## Directions
Make an exact copy of the records below, leaving every image out.

- - -

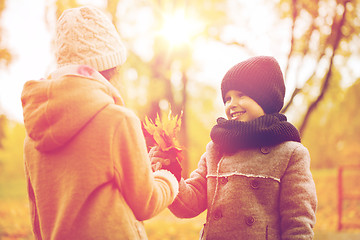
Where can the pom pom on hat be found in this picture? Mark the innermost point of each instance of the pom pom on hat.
(85, 35)
(261, 79)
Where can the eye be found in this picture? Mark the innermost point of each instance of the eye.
(227, 99)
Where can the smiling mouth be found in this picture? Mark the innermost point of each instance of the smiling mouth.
(236, 115)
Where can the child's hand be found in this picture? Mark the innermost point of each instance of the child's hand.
(165, 160)
(158, 158)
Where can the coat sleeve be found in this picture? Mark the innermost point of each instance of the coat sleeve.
(145, 192)
(192, 197)
(298, 199)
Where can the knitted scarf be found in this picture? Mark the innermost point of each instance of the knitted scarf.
(267, 130)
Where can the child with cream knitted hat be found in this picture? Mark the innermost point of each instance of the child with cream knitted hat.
(86, 162)
(254, 178)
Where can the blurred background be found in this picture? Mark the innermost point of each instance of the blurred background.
(178, 52)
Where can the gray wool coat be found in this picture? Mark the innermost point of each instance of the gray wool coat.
(264, 193)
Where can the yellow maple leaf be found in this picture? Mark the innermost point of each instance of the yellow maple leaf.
(164, 130)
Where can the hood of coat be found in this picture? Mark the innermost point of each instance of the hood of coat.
(55, 109)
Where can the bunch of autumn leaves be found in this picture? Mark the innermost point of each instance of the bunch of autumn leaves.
(164, 131)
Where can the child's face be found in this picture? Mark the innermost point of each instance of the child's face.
(240, 107)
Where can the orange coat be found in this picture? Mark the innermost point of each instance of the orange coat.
(86, 164)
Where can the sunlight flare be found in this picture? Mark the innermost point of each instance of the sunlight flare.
(179, 28)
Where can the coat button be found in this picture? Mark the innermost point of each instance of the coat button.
(265, 150)
(217, 214)
(249, 220)
(224, 180)
(255, 184)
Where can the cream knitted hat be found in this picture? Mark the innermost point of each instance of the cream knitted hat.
(85, 35)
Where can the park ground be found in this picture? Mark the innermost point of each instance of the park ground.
(15, 222)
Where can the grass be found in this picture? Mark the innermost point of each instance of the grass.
(15, 222)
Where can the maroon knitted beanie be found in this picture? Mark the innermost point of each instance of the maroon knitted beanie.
(261, 79)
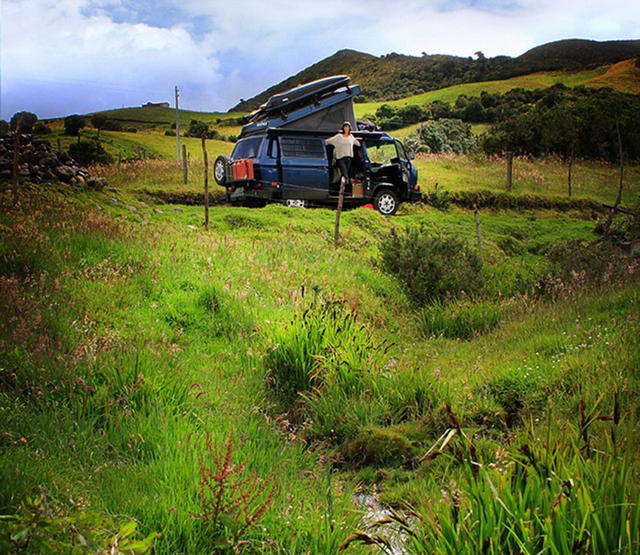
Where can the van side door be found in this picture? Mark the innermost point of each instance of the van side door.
(305, 168)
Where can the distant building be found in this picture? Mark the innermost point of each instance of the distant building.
(156, 105)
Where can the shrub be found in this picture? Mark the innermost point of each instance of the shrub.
(73, 124)
(458, 320)
(233, 498)
(89, 152)
(432, 268)
(444, 135)
(26, 120)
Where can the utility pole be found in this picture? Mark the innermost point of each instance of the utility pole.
(177, 124)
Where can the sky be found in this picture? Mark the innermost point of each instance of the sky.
(61, 57)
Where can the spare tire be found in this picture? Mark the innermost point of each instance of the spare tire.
(386, 202)
(219, 169)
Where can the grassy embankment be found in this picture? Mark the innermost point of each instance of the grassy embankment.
(132, 341)
(126, 346)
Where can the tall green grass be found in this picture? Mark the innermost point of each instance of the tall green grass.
(125, 348)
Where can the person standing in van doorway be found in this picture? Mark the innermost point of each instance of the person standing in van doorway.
(343, 143)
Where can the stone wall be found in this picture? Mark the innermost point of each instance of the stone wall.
(39, 163)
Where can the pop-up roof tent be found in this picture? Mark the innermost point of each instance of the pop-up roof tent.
(321, 105)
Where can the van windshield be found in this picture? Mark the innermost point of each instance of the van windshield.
(247, 148)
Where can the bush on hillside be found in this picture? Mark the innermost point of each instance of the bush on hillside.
(445, 135)
(87, 153)
(432, 267)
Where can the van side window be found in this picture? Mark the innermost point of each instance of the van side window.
(303, 148)
(247, 148)
(272, 152)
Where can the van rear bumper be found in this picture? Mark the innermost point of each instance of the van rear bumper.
(250, 192)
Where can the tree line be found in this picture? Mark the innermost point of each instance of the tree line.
(571, 122)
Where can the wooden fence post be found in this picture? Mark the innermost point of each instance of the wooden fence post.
(475, 211)
(206, 183)
(16, 160)
(184, 162)
(336, 234)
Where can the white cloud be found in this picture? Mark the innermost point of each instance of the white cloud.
(85, 55)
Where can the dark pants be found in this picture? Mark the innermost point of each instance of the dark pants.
(344, 164)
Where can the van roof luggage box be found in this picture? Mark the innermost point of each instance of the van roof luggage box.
(317, 106)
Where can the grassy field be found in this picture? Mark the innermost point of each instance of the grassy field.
(255, 388)
(623, 76)
(245, 389)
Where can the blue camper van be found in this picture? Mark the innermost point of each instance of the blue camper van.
(282, 155)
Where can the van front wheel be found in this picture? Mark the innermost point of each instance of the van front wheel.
(386, 202)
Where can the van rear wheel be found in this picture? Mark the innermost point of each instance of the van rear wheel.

- - -

## Response to this exercise
Where can the pom pom on hat be found in this picture? Mark the innermost point of each instance of the pom pom on hat.
(85, 35)
(261, 79)
Where can the eye be found in this picture? Mark the innermost point of each instance of the eye.
(227, 99)
Where can the smiling mouth be found in this picture? Mark the innermost point of each instance of the smiling mouth.
(236, 115)
Where can the child's hand be found in this picture? Mark the innermost point of each instance of the child's hand.
(165, 160)
(158, 158)
Where can the coat sleeve be found in this picture? Mark the innermost point of each instance of the coat sleeve.
(145, 192)
(192, 197)
(298, 199)
Where can the knitted scarf be found in this picture? Mark the innermost point of each instance of the knitted scarf.
(267, 130)
Where can the child with cream knitted hat be found in this picture? Mark the innermost point of each instance of the child with cream knitted hat.
(86, 162)
(254, 178)
Where can the blurred background be found in this picture? Mark the innermost point of each instance of the blurred background.
(178, 52)
Where can the gray wool coat be found in this picture? Mark the innermost point of each instance of the gray wool coat.
(264, 193)
Where can the yellow maple leaf be found in this picture? Mark the innermost point of each instance of the yellow maple leaf.
(164, 130)
Where can the hood of coat be found in this picture? Mark the innermost point of each instance of the hood of coat.
(55, 109)
Where can the bunch of autumn leaves be found in this picture? Mark the innermost point of each instance of the bunch of autumn leaves.
(164, 131)
Where can the child's face be found in this picture? Mark the innermost point of each instance of the child's face.
(240, 107)
Where can the orange coat be found in this picture? Mark the innermost point of each instance of the orange coat.
(86, 164)
Where can the sunlight flare be found in this picture? Mark the innermost point of each instance of the sunlight flare.
(179, 28)
Where can the coat button be found in this picture? Mark the innermost point of each instance of the coat button.
(265, 150)
(217, 214)
(249, 220)
(224, 180)
(255, 184)
Where can the cream knitted hat be found in this picture? Mark the innermost point of each instance of the cream knitted hat.
(85, 35)
Where can the park ground be found in this picture? Mark the innermost point of each instance of the park ground.
(15, 222)
Where can the grass be found in this picture? Mark the innermost point of each instance of the grass.
(15, 222)
Where can the maroon knitted beanie be found in this picture? Mark the innermost point of each instance of the maroon knitted beanie.
(261, 79)
Where can the van side door be found in this picture? Mark the innermost point of each instance of the van side door.
(305, 168)
Where can the distant building be found in this picture? Mark the innermost point of each instance of the distant building.
(156, 105)
Where can the shrub be found in this picture? Mark the innermost point of each instance of the shrub.
(73, 124)
(458, 320)
(233, 498)
(89, 152)
(432, 268)
(444, 135)
(26, 120)
Where can the utility pole be found in this picture? Mark the innermost point of each instance of the utility pole.
(177, 124)
Where can the sky be found in this picture? Mark the innermost point of each instance of the sky.
(61, 57)
Where can the spare tire be found in this picture? Mark the innermost point of each instance of the spare tire.
(386, 202)
(219, 169)
Where can the grassy embankment be found in this picture? Mark the innermost point of each instance of the grassy embankment.
(132, 341)
(126, 346)
Where can the tall green grass be found in this picture? Mark the innermost point of each instance of the tall green grass.
(125, 348)
Where can the person standing in van doorway be found in this picture? Mark the innermost point of each instance of the person standing in van doorway.
(343, 143)
Where can the stone wall be found in this picture? Mark the innermost point of each instance of the stone wall.
(39, 163)
Where can the pop-up roof tent be found in this picture? Mark the innermost point of each instance of the pop-up roof tent.
(321, 105)
Where can the van windshield be found in this picture? Mark the innermost point of each instance of the van windshield.
(247, 148)
Where can the bush on hillside be found in this picture? Mark the innermost point of each instance of the bush on hillside.
(445, 135)
(87, 153)
(432, 267)
Where can the van side window be found in this picture? Mark the innermost point of each instance of the van side window.
(303, 148)
(247, 148)
(272, 152)
Where can the van rear bumper be found in this picture? Mark the innermost point of each instance of the van rear bumper.
(250, 192)
Where can the tree line be found in this picture? Mark the innermost point of each instance of the tree line.
(571, 122)
Where can the wooden fence post be found in this picture? Mark the innermost point of each instance of the wooden fence post.
(475, 211)
(206, 183)
(16, 160)
(184, 162)
(336, 234)
Where can the white cloud be found in this picture? Mark the innermost point of each instance of the white cloud.
(85, 55)
Where can the dark pants be found in this picture? Mark the innermost point of each instance of the dark pants.
(344, 164)
Where can the van roof luggage box be found in this picture? Mark the innermost point of each instance of the van roof luggage box.
(317, 106)
Where can the grassy field be found in this picture? Mark the innermost point of each instance of the grassy field.
(255, 388)
(623, 76)
(245, 389)
Where can the blue camper van be found in this picture? Mark the innermost point of each instance of the blue camper van.
(282, 155)
Where can the van front wheel be found in this picture? Mark the innermost point of each instance of the van front wheel.
(386, 202)
Where can the van rear wheel be found in this picture? Mark the innermost point of each instance of the van rear wheel.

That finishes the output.